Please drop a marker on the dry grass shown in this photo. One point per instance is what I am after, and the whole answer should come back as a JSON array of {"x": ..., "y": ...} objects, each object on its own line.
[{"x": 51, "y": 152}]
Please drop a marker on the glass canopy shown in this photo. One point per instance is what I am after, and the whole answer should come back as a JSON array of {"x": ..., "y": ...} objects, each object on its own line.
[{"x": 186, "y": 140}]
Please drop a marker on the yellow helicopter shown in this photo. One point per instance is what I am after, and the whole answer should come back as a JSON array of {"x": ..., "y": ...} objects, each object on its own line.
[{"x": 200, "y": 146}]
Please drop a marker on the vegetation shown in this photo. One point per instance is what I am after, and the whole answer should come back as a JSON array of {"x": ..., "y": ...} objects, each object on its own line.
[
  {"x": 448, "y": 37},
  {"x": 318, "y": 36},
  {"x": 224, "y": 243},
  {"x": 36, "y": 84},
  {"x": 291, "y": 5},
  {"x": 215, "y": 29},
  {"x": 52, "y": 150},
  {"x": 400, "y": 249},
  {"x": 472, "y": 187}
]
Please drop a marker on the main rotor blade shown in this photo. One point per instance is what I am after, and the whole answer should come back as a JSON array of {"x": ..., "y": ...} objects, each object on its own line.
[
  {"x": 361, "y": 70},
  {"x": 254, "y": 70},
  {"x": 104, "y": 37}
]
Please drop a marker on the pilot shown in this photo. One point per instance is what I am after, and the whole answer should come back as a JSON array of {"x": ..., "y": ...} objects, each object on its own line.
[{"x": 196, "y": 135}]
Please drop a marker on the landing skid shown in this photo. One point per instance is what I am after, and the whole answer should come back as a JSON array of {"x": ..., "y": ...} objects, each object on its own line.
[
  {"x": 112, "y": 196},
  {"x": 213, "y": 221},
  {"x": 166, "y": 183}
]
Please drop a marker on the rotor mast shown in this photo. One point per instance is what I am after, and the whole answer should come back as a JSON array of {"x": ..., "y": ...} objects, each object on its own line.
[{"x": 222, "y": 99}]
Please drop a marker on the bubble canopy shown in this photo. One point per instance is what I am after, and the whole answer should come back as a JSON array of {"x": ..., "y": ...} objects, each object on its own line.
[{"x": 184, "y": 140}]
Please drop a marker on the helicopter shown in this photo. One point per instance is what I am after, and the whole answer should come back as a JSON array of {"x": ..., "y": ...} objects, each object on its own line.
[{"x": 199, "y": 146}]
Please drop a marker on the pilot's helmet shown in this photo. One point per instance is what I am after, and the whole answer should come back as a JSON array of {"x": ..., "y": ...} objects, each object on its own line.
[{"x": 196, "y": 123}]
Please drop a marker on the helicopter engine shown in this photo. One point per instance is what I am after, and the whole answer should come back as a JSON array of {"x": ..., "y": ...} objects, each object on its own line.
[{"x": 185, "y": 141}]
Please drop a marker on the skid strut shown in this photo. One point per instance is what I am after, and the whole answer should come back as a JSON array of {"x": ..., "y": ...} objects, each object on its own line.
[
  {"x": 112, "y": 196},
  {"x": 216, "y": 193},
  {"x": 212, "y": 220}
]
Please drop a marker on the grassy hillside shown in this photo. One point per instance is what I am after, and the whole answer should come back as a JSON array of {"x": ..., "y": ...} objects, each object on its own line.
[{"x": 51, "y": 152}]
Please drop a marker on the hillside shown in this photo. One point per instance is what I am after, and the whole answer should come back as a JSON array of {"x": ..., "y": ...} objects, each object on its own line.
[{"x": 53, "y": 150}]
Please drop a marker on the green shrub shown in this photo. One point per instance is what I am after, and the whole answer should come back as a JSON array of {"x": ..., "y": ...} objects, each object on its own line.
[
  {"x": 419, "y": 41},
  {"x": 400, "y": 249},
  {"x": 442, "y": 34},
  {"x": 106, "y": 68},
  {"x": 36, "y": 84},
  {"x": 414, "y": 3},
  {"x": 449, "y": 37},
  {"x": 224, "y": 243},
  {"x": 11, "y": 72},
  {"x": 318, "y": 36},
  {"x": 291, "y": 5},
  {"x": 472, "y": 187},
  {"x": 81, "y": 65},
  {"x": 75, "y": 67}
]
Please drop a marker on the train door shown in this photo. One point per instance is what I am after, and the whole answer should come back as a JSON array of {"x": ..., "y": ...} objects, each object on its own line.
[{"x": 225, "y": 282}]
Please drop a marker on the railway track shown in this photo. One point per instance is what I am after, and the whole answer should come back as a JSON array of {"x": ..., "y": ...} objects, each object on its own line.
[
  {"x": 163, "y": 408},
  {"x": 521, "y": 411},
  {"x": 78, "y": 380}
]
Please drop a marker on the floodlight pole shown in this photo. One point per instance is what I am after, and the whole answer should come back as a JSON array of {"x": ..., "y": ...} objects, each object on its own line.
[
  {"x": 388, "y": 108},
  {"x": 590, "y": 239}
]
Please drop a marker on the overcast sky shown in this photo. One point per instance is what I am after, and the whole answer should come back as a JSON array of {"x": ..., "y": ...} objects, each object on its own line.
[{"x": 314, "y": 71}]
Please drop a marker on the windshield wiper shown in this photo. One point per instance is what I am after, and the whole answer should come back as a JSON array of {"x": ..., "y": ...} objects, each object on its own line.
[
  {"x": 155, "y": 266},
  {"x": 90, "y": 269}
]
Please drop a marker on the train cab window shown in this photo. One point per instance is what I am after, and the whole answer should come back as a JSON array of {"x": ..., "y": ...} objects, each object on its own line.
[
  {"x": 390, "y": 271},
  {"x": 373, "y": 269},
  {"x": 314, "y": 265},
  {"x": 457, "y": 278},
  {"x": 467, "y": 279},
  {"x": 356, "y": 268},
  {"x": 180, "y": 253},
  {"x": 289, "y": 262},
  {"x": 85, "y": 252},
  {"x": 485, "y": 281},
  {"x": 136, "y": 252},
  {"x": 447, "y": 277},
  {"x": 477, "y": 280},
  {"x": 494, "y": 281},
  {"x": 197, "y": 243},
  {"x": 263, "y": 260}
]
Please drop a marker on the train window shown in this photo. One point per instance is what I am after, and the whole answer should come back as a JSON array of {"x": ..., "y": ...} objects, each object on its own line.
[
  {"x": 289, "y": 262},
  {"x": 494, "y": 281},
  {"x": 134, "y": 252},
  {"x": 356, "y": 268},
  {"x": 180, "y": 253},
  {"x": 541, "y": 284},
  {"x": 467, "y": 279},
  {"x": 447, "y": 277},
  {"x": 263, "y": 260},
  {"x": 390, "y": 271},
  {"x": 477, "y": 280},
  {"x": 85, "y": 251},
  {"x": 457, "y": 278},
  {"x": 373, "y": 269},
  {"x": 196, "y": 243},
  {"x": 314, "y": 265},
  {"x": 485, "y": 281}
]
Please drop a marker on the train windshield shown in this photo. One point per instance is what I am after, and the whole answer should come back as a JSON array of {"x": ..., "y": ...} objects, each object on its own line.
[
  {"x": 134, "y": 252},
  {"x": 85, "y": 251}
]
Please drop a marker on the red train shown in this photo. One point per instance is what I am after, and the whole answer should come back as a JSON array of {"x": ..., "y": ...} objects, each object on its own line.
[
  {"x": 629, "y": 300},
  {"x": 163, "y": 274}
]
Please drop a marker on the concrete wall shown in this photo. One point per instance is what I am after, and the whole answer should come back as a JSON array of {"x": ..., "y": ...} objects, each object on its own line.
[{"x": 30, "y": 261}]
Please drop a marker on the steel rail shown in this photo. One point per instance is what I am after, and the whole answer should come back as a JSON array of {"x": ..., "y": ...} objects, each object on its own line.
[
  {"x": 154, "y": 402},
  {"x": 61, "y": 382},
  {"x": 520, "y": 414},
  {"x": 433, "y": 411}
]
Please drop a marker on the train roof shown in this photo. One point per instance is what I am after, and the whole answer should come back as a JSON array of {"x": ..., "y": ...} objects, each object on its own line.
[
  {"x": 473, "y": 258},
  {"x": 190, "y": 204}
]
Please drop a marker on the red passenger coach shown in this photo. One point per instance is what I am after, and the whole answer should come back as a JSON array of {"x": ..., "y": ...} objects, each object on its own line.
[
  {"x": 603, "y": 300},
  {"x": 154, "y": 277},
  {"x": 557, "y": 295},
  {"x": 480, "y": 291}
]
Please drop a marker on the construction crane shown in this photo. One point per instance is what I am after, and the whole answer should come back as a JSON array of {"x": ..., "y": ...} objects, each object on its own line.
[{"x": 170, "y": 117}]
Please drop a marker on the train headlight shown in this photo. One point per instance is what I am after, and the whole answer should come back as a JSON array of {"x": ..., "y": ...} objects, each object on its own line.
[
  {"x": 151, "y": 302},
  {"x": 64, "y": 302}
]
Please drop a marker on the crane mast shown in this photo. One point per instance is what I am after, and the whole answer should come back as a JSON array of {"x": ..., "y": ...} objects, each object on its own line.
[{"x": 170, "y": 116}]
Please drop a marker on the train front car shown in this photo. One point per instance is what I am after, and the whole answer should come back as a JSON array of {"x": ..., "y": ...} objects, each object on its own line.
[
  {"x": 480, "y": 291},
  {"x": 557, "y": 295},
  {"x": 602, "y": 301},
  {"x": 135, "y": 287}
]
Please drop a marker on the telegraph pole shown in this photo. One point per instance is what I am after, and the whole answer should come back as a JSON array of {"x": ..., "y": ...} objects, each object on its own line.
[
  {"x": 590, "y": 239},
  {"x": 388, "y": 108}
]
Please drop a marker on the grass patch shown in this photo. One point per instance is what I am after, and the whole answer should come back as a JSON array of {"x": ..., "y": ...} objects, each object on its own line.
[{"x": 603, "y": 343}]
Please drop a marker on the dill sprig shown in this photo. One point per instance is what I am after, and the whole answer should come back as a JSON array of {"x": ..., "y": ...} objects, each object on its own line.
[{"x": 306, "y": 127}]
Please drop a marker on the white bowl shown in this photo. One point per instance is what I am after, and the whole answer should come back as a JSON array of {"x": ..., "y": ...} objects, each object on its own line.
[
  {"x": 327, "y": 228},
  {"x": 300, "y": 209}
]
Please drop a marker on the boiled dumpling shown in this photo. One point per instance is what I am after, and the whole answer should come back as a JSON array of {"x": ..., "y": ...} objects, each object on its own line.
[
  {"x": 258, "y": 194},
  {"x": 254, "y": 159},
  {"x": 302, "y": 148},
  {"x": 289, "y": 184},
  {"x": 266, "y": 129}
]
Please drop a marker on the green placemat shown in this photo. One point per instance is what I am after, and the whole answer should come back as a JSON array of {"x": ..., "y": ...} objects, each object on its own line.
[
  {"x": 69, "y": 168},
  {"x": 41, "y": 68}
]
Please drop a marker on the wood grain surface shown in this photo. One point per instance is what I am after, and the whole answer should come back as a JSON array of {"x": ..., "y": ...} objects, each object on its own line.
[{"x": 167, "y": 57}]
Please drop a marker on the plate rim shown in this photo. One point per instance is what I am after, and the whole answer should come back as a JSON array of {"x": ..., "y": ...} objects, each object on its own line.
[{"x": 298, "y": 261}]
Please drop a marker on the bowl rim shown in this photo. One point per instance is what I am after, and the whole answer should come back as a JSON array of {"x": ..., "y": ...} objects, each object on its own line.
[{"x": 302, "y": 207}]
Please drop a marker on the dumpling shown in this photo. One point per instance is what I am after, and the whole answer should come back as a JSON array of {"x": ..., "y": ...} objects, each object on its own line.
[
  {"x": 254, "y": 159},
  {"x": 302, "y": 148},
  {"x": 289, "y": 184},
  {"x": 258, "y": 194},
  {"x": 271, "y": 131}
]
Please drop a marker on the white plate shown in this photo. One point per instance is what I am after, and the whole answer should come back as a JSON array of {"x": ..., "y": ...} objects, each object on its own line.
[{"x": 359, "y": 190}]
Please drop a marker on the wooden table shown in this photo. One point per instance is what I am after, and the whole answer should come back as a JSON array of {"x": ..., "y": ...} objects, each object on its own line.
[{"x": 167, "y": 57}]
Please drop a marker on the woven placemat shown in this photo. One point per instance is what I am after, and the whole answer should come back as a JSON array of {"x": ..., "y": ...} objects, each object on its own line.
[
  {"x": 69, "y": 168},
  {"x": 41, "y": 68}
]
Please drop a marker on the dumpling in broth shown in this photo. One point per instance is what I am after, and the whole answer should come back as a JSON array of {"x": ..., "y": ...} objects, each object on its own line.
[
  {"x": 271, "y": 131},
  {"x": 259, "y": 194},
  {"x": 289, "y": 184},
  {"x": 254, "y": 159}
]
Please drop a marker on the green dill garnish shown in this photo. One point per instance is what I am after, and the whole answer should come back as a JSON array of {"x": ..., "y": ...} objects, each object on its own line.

—————

— To be done —
Reproduce the listing above exactly from the line containing "Please drop a marker on the dumpling in" through its last line, with both of those lines included.

— Answer to this problem —
Please drop a marker on the dumpling in broth shown in this photo. One point per instance is what I am after, and the whole answer should come back as a JSON array of {"x": ..., "y": ...} objects, each object on its own line.
[
  {"x": 271, "y": 131},
  {"x": 259, "y": 194},
  {"x": 289, "y": 184},
  {"x": 254, "y": 159}
]
Please drop a marker on the green dill garnish shown in this photo. One point per instance is what I am after, and the whole answer should come back as a JSON array of {"x": ..., "y": ...} objects, each object on its own line.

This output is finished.